[TASK SET]:
1. In the hepatitis study text below, recast the paragraph beginning "Metabolic syndrome: was diagnosed" as a short list that keeps its main facts.
2. Write a continuation of the hepatitis study text below, beginning after its final sentence.

All patients between 10 and 70 years, presenting with typical icteric (serum bilirubin >2 mg/dl) AVH during March 2007–March 2009, and willing to follow up weekly in the Liver clinic of AIIMS were included.

Exclusion Criteria

Patents with clinical, biochemical and/or imaging evidence of cirrhosis of liver, recent intake of hepatotoxic drugs, history of alcohol ingestion >20 g/day, suspected ischemic hepatitis, co-infection with HIV, gestational diabetes, pregnancy and hepatitis illness due to Malaria, Enteric fever, Leptospirosis and septicemia were excluded from the study. Besides, patients with associated co-morbidities which could affect survival in 6 months, such as cardiovascular disease and diabetic nephropathy, were also excluded.

Definitions and Diagnostic Criteria

Acute icteric hepatitis: was defined as acute onset jaundice with or without typical prodromal symptoms along with Alanine transaminase (ALT) levels at least > 2.5 times above the normal limit (ULN—40 IU/ml) with serum bilirubin value > 2 mg/dl.14

Diabetes mellitus: was diagnosed on either of following criteria (American Diabetes Association)15: symptoms of diabetes plus random glucose concentration ≥200 mg/dl; fasting plasma glucose ≥126 mg/dl; or a 2-h plasma glucose ≥ 200 mg/dl during an oral glucose tolerance test.

Metabolic syndrome: was diagnosed according to Adult Treatment Panel III guidelines16 by the presence of 3 of the following criteria: presence of fasting blood sugar >110 mg% or history of intake of antidiabetic medications; presence of hypertension with systolic blood pressure >130 mm Hg or diastolic >85 mmHg; serum triglyceride >150 mg%; serum HDL <40 mg% for men or <50 mg% for women; and a waist circumference >102 cm for men and >88 cm for women.

Definitions of Complications during Follow up

Development of ascites: was clinically suspected when there was presence of abdominal distension, shifting dullness and/or fluid thrill and was confirmed by ultrasound.

Development of spontaneous bleeding: was defined as gastrointestinal bleeding or bleeding from any other site due to coagulopathy.

Development of liver failure: Acute liver failure was defined as development of encephalopathy within 4 weeks of onset of symptoms. Subacute liver failure was defined as development of encephalopathy and/or progressive ascites between 4 and 24 weeks of onset of symptoms.17

Development of renal failure: was defined as the doubling of the serum creatinine to a level greater than 2.5 mg/dl in less than 2 weeks.18

Severe hepatitis: was defined as presence of 2 of 3 criteria: hepatic encephalopathy, serum bilirubin more than 10 mg/dl, and prothrombin time prolongation of 6 s more than control sample.19

Resolution of hepatitis: was defined by decline of serum bilirubin to less than 2 mg/dl with normalization of aminotransferase levels.

(Region descriptions in natural language)
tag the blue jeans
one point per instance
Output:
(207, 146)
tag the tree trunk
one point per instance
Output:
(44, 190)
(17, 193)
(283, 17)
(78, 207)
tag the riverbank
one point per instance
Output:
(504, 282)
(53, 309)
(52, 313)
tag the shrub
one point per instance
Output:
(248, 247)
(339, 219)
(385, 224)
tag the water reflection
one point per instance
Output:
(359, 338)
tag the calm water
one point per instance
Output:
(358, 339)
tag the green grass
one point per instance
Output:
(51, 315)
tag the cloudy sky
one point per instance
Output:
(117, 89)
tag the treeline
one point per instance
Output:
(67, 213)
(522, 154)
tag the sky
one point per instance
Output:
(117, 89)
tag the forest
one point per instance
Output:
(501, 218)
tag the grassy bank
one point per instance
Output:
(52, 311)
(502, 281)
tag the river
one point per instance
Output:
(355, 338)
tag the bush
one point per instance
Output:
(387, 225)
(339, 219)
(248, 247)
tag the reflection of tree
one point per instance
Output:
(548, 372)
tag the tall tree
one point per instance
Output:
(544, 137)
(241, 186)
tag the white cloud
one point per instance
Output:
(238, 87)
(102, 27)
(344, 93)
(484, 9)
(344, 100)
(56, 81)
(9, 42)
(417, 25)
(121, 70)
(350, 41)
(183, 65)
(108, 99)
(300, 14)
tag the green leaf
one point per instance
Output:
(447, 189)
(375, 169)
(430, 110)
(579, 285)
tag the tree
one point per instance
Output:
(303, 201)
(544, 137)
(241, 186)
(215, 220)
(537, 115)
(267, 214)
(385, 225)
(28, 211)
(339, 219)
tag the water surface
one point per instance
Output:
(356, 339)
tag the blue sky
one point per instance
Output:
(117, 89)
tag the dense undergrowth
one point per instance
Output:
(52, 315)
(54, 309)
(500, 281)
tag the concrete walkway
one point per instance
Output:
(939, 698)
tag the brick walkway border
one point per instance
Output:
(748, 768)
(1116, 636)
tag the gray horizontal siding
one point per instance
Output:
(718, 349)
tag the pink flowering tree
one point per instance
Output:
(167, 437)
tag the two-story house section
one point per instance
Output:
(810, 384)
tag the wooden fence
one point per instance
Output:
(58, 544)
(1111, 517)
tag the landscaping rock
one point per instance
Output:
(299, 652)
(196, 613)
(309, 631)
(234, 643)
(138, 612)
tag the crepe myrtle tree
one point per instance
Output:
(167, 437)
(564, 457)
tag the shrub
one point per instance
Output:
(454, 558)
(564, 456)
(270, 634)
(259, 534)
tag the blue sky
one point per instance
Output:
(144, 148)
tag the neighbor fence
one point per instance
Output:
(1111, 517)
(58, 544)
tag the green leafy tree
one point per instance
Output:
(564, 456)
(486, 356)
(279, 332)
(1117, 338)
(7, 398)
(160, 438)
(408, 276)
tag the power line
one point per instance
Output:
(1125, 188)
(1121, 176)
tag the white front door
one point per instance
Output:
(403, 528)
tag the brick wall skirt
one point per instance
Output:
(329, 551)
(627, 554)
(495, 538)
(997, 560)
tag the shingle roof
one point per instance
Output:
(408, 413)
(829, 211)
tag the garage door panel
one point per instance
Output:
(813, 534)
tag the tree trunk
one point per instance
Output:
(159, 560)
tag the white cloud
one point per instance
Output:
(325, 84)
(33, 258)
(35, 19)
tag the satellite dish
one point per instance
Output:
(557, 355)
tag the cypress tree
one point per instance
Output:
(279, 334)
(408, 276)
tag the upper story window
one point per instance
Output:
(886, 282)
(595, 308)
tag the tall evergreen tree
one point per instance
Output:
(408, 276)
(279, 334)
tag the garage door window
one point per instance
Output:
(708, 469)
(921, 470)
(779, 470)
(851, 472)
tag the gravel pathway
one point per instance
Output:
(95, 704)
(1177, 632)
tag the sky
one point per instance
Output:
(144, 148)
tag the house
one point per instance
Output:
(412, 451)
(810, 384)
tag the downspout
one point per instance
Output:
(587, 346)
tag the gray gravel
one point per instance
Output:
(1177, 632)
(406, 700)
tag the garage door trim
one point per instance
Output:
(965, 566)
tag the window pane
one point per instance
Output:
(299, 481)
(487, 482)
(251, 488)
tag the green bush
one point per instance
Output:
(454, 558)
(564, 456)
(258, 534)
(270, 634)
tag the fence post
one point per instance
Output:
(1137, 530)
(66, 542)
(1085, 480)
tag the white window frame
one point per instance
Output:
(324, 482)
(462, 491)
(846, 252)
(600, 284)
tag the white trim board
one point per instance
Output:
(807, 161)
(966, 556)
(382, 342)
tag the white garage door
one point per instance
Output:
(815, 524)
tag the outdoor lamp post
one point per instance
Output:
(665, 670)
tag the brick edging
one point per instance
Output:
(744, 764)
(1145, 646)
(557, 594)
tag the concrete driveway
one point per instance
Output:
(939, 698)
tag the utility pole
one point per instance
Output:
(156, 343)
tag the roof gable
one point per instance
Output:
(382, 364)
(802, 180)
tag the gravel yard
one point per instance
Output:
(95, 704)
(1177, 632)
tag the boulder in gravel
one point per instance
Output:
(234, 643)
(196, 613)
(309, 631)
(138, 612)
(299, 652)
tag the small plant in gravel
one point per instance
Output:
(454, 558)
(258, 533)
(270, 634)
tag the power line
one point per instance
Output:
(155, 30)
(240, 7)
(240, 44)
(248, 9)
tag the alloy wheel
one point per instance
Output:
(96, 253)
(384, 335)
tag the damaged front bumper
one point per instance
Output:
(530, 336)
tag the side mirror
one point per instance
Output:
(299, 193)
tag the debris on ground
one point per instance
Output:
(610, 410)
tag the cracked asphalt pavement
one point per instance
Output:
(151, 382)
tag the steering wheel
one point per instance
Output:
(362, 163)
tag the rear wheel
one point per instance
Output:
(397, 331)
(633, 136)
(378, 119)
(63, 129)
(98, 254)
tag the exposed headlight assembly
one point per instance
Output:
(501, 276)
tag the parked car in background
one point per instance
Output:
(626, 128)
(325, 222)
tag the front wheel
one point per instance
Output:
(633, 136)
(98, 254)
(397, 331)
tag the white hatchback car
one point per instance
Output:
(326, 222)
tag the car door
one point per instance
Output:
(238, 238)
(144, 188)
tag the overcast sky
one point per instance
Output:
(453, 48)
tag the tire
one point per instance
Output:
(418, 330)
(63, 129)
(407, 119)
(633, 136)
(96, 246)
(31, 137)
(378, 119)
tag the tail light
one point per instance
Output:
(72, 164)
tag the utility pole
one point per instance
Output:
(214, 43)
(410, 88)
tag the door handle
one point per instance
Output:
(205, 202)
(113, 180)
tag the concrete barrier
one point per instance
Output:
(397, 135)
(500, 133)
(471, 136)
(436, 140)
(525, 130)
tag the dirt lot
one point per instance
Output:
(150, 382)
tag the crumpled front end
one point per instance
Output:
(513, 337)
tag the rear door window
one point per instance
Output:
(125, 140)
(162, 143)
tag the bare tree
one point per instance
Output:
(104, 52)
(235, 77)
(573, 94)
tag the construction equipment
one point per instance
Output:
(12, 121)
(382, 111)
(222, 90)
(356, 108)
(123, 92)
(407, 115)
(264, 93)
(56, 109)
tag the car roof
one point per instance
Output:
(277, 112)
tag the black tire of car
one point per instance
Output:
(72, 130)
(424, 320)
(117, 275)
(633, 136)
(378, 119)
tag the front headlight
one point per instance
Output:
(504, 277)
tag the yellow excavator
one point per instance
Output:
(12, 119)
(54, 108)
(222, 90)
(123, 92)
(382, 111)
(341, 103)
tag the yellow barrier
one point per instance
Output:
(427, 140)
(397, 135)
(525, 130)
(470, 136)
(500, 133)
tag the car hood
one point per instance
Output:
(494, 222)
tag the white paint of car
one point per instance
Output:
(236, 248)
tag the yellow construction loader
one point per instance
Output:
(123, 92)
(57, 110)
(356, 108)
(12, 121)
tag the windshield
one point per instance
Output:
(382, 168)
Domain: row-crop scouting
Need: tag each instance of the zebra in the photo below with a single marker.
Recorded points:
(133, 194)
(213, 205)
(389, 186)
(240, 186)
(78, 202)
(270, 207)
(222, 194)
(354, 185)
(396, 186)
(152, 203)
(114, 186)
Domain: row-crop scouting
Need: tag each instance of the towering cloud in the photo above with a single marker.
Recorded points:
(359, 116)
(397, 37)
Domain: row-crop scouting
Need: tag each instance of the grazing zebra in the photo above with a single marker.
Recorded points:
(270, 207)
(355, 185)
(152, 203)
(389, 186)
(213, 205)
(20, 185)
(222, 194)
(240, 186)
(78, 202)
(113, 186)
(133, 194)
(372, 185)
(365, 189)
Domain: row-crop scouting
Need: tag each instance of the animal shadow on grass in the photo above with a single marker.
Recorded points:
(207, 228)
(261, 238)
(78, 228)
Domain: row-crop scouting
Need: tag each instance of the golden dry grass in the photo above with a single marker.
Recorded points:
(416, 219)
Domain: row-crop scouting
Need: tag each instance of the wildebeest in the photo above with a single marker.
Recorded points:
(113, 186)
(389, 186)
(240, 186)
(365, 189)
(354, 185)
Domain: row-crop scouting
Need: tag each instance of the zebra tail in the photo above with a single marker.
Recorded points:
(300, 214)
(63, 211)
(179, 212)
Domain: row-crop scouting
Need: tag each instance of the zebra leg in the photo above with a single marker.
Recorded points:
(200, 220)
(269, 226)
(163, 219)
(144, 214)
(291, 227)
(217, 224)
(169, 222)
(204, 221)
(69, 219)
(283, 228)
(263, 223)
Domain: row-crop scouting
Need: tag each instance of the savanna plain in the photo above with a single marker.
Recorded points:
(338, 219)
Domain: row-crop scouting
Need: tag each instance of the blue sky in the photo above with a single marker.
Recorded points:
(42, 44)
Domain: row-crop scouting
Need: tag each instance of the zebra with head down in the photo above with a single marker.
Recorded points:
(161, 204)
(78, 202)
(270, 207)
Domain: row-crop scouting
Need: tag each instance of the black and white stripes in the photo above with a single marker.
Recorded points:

[LIST OF ANSWERS]:
1.
Metabolic syndrome (Adult Treatment Panel III guidelines) required at least 3 of the following:
- Fasting blood sugar >110 mg% or a history of taking antidiabetic medications
- Hypertension, with systolic blood pressure >130 mm Hg or diastolic >85 mm Hg
- Serum triglyceride >150 mg%
- Serum HDL <40 mg% in men or <50 mg% in women
- Waist circumference >102 cm in men or >88 cm in women

2.
Primary Outcome Measure

The primary outcome measure considered were development of complications or death.

Secondary Outcome Measures

The secondary outcome measure was the duration of hepatitis, which was defined as the interval between the onset of overt icterus to resolution of acute hepatitis.

End Points

The end points of the study were either complete resolution of the acute hepatitis or development of complications or death.

Statistical Analysis

The demographic and clinical parameters were compared between patients with and without diabetes, and differences were assessed with student's “t” test, Mann–Whitney U and Chi square tests.

Severe hepatitis was considered as a dependent variable and variables like age, BMI, sex, abnormal waist–hip ratio, metabolic syndrome, diabetes, NAFLD and etiology of AVH were considered as independent variables. A univariate analysis and subsequently multiple variable logistic regression was performed. Statistical analysis was undertaken with STATA (version 9.0).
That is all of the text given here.